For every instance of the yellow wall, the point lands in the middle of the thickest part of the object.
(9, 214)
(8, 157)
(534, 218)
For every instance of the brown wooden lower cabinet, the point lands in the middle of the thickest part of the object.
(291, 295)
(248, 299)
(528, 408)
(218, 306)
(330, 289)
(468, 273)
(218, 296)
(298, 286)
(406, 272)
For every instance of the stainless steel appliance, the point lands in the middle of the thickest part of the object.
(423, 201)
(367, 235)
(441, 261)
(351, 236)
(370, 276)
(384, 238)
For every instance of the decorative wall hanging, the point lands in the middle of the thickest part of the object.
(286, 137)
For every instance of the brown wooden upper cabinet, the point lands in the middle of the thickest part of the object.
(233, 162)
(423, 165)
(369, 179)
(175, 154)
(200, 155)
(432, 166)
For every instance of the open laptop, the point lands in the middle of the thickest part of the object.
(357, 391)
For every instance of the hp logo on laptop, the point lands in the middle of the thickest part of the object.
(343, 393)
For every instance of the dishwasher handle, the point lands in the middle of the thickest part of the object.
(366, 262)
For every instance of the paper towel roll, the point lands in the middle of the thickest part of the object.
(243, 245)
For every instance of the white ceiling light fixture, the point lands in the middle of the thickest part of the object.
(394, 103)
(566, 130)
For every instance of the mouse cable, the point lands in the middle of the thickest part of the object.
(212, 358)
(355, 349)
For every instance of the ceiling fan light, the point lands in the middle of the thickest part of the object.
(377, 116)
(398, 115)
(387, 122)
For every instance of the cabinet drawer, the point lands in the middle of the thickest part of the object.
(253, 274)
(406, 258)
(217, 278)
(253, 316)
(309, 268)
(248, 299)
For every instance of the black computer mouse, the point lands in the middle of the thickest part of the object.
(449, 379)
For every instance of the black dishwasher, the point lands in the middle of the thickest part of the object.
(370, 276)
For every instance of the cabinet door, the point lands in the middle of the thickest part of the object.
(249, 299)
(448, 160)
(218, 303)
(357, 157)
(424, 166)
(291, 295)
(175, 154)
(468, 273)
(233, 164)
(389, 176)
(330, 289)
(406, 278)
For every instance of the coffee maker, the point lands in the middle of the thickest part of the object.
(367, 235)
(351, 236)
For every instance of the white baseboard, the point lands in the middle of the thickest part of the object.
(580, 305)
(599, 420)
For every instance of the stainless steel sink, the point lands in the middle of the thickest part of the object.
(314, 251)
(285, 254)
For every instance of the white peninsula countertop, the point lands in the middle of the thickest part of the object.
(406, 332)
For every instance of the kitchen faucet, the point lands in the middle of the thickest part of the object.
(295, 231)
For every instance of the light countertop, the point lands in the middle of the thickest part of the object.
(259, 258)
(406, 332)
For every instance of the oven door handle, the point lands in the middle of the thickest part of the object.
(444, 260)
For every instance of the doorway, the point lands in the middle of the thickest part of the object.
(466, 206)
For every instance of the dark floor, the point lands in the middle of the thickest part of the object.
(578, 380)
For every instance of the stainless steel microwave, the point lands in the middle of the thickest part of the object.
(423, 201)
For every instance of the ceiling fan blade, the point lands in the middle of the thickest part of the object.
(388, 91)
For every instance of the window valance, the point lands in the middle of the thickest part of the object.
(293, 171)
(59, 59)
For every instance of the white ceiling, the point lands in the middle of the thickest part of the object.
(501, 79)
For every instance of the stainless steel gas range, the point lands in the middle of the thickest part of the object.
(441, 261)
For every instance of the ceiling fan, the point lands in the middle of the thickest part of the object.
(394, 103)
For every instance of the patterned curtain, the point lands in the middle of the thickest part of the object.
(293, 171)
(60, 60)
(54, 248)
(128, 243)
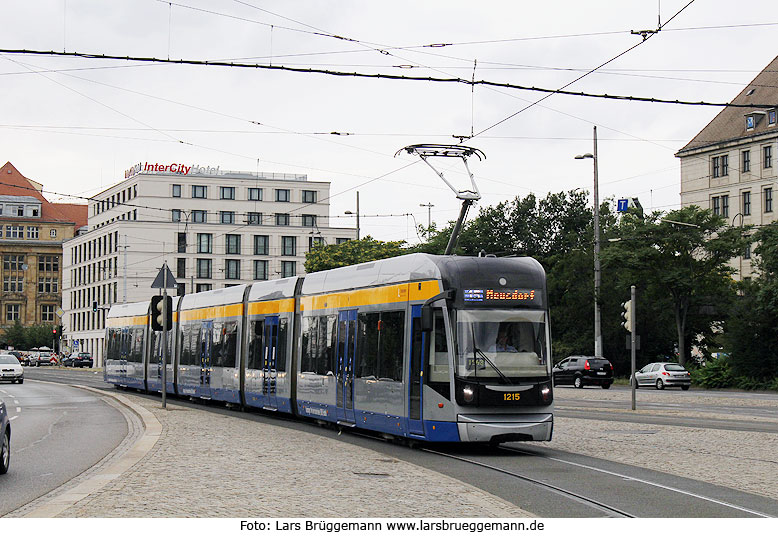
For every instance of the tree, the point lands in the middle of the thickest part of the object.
(351, 252)
(687, 264)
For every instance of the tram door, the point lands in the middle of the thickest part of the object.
(270, 357)
(206, 351)
(347, 340)
(416, 374)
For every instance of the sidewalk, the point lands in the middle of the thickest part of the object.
(203, 464)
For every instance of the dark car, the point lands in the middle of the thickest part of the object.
(84, 359)
(584, 371)
(5, 439)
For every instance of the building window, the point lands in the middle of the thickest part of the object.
(204, 269)
(48, 285)
(232, 269)
(315, 242)
(48, 263)
(13, 283)
(205, 243)
(47, 313)
(14, 232)
(233, 244)
(288, 246)
(12, 312)
(261, 245)
(260, 270)
(288, 269)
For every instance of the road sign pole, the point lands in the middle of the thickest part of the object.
(632, 340)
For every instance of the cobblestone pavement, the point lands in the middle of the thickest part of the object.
(210, 465)
(745, 461)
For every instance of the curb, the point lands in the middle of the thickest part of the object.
(151, 434)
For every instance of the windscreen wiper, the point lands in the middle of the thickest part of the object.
(491, 363)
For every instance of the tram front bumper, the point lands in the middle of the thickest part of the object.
(505, 428)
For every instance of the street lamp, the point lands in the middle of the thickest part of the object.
(597, 278)
(349, 212)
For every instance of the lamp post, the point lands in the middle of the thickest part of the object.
(597, 277)
(349, 212)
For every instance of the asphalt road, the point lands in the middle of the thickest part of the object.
(51, 442)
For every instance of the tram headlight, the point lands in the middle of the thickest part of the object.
(545, 393)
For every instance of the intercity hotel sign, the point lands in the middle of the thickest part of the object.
(172, 168)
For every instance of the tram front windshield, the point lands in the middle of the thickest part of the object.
(502, 346)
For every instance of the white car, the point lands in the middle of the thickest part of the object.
(10, 369)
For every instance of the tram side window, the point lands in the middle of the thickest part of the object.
(327, 335)
(230, 344)
(254, 360)
(438, 371)
(368, 341)
(283, 324)
(390, 357)
(310, 348)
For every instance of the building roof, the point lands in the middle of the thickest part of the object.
(14, 184)
(729, 124)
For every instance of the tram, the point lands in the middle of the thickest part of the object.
(425, 347)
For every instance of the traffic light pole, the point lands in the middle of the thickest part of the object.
(632, 348)
(164, 336)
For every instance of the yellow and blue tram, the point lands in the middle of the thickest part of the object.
(437, 348)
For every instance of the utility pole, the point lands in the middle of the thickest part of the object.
(429, 206)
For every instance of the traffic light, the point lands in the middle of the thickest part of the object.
(158, 322)
(627, 315)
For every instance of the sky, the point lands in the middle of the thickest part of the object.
(76, 124)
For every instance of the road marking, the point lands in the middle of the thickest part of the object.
(673, 489)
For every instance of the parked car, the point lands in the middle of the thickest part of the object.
(83, 359)
(5, 439)
(43, 358)
(584, 370)
(661, 375)
(10, 369)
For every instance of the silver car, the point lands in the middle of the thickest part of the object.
(661, 375)
(10, 369)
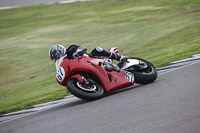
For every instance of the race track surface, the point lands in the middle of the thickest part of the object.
(169, 105)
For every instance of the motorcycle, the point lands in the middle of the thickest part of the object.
(89, 78)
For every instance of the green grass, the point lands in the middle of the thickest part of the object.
(160, 31)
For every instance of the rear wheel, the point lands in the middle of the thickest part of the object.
(144, 73)
(91, 90)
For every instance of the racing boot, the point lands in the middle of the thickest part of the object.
(122, 59)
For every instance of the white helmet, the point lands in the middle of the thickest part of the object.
(56, 52)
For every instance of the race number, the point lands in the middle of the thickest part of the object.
(129, 77)
(60, 75)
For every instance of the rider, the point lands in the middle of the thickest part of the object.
(59, 52)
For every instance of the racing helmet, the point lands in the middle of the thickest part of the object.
(56, 52)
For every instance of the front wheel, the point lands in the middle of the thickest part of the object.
(88, 92)
(144, 73)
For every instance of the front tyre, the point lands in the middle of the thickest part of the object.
(145, 75)
(89, 92)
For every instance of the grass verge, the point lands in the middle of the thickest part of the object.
(160, 31)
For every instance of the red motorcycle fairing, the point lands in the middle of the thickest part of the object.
(110, 81)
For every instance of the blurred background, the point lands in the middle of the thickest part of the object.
(160, 31)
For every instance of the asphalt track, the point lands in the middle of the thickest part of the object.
(169, 105)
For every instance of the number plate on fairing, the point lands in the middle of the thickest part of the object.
(60, 74)
(129, 76)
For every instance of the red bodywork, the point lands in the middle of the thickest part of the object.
(93, 66)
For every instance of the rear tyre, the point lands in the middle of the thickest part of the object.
(146, 75)
(89, 92)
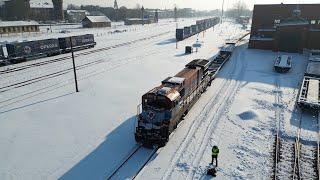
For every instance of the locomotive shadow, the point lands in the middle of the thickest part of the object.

**WRITTEN TASK**
Reproduce the lines of the listing exactly, starting at the one that contains "For every instance of the blurred" and continuing through the final line, but leave out the pictures.

**EXPECTED OUTPUT**
For every instance of the blurred background, the point lands in the middle of the thickest part of the object.
(160, 31)
For every instance of the asphalt track, the point lands in the middle of the thickest part of the object.
(169, 105)
For every instance of the number plate on fairing, the point lands in the middle of the thickest part of the object.
(60, 74)
(129, 76)
For every instance of the red bodywork, the point lands in the middle of the thickest part of the object.
(93, 66)
For every instance of the rear tyre, the point lands in the middle of the thickest part of the object.
(146, 75)
(89, 92)
For every instance of the locomotive shadow, the point lands in the middle of the thickest part of the object.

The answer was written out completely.